>> START Listed records

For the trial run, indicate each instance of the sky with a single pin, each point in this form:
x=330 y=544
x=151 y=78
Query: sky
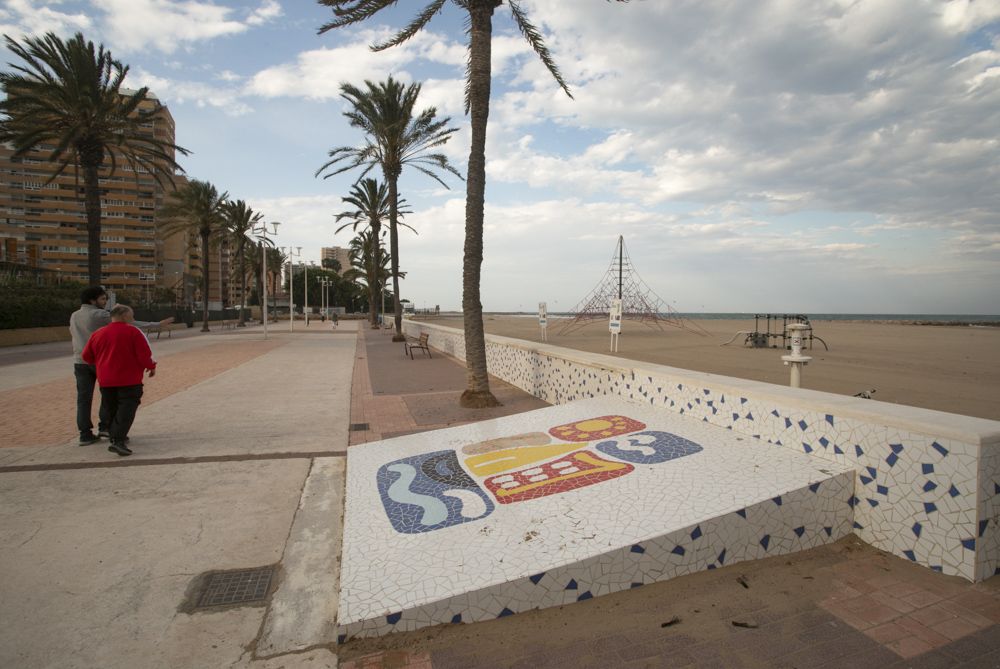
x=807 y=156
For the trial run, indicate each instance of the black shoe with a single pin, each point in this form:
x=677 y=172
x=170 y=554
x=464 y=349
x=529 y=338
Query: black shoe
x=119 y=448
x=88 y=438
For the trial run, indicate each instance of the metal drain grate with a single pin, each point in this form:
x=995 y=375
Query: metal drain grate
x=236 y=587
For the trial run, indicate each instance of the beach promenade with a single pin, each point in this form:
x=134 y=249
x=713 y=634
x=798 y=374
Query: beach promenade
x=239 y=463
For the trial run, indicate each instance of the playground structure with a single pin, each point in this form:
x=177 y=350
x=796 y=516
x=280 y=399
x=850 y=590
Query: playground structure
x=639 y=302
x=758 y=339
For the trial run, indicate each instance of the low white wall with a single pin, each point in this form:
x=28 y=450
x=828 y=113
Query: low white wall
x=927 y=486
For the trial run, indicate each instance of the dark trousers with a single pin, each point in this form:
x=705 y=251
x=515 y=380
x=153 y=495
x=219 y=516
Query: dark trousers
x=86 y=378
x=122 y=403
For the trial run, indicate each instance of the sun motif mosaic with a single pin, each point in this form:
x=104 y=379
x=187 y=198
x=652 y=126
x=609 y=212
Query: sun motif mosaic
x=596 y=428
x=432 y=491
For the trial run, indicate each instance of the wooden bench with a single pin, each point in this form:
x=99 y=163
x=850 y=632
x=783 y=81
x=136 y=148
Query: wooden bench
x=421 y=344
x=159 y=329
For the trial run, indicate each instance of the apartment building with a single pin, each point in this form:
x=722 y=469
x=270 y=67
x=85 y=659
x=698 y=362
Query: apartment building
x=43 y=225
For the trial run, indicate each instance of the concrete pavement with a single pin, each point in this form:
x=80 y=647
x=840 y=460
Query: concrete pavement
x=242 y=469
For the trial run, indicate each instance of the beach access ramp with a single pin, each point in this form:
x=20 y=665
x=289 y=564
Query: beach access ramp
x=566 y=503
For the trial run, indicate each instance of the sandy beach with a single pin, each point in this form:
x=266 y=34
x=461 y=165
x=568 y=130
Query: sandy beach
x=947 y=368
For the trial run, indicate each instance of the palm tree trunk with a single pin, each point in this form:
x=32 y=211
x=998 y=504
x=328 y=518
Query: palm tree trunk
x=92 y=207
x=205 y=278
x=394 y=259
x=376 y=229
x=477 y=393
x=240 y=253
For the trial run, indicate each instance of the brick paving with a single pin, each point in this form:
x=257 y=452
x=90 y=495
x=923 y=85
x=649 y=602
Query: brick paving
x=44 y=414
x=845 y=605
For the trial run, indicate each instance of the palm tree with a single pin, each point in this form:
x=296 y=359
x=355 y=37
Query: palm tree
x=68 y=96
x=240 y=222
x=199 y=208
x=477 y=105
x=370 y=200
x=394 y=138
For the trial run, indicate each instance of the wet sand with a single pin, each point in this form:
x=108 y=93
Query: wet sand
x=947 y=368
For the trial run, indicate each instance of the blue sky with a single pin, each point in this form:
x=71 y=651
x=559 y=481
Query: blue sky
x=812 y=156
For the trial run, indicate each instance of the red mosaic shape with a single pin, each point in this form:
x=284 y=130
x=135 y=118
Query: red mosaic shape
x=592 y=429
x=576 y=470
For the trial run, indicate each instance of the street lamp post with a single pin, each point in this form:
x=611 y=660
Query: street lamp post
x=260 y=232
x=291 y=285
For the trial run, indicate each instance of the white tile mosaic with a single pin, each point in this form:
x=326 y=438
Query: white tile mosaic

>> END Listed records

Short exercise:
Echo every one of the items above word for word, omitting the pictures from your copy.

Correct response:
For the trial run, indicate each instance of the sky with a single pin, each point in this form:
x=330 y=544
x=151 y=78
Query: sky
x=807 y=156
For the trial run, indicate each instance of the black shoe with a single pin, each point in this form:
x=677 y=172
x=170 y=554
x=464 y=349
x=529 y=338
Query: black shoe
x=119 y=448
x=88 y=438
For the trial run, indicate each instance of the metal drain grate with a single pin, each point in this form:
x=995 y=375
Query: metal drain grate
x=236 y=587
For the trial run, indicate each instance of the beach promenade with a single pin, each point in this form:
x=134 y=249
x=713 y=634
x=798 y=374
Query: beach promenade
x=239 y=463
For the trial run, indicate each instance of the playground structure with a single pin, each point in this form:
x=177 y=350
x=796 y=516
x=280 y=399
x=850 y=590
Query: playground structure
x=639 y=302
x=758 y=339
For the trial run, indicate each instance of the low white wall with a single pin, each point in this form:
x=28 y=450
x=828 y=113
Query: low white wall
x=927 y=486
For the trial run, indicate each instance of the dark trousers with a single pin, each point in this form:
x=705 y=251
x=515 y=380
x=153 y=495
x=219 y=516
Query: dark trousers
x=86 y=378
x=122 y=403
For the trial run, indicate each instance of the sun motif mosaic with a single pin, each point in this form:
x=104 y=379
x=187 y=198
x=652 y=126
x=609 y=212
Query: sun motif mosaic
x=596 y=428
x=432 y=491
For the trial run, indicate each instance of the wooden bench with a single pin, each point in this form:
x=99 y=163
x=850 y=632
x=783 y=81
x=136 y=148
Query: wooden bench
x=421 y=344
x=159 y=329
For the trial run, indicate each instance of the apartment building with a single pin, each point in this form:
x=722 y=469
x=270 y=67
x=85 y=659
x=698 y=362
Query: apartment building
x=43 y=225
For the trial run, indicate each instance of the concrete pavement with a single pin, each point in this form:
x=80 y=647
x=840 y=460
Query: concrete pavement
x=242 y=469
For the trial run, indicate each instance of the beach access ramp with a single pin, each point in this form:
x=20 y=665
x=289 y=564
Query: beach access ramp
x=566 y=503
For the trial run, indicate each instance of the sandy beach with a single pin, each point in this form:
x=266 y=34
x=461 y=165
x=568 y=130
Query: sandy beach
x=947 y=368
For the trial run, indicate each instance of the palm tree trunk with a single pin, each point in this form:
x=32 y=211
x=998 y=504
x=328 y=518
Query: palm tree trunk
x=92 y=207
x=205 y=278
x=394 y=259
x=376 y=229
x=477 y=393
x=240 y=253
For the trial run, indicate each instance of the brick paving with a single pin, each point in this form:
x=257 y=452
x=90 y=495
x=923 y=85
x=649 y=602
Query: brick paving
x=44 y=414
x=845 y=605
For the trial run, indicate each instance of the palm tree with a single pin, each point in this form:
x=296 y=359
x=355 y=37
Query: palm tree
x=68 y=96
x=240 y=222
x=199 y=208
x=477 y=105
x=370 y=200
x=394 y=138
For the trial run, indicate each instance of the wet sand with a single pin, each point in this form:
x=108 y=93
Query: wet sand
x=947 y=368
For the trial run, indicate each instance of the blue sky with a single pin, each point in this form:
x=71 y=651
x=559 y=481
Query: blue sky
x=812 y=156
For the trial run, indicate each instance of the red mosaic shape with a single pin, each point in this form:
x=284 y=130
x=135 y=118
Query: red mosaic shape
x=592 y=429
x=576 y=470
For the trial run, indicate each instance of the street lamp post with a single pin, each point in this form:
x=611 y=660
Query: street lamp post
x=260 y=232
x=291 y=285
For the trial run, indicate each instance of the white tile mosaic with a single pin, each point in this form:
x=326 y=438
Query: white tile mosaic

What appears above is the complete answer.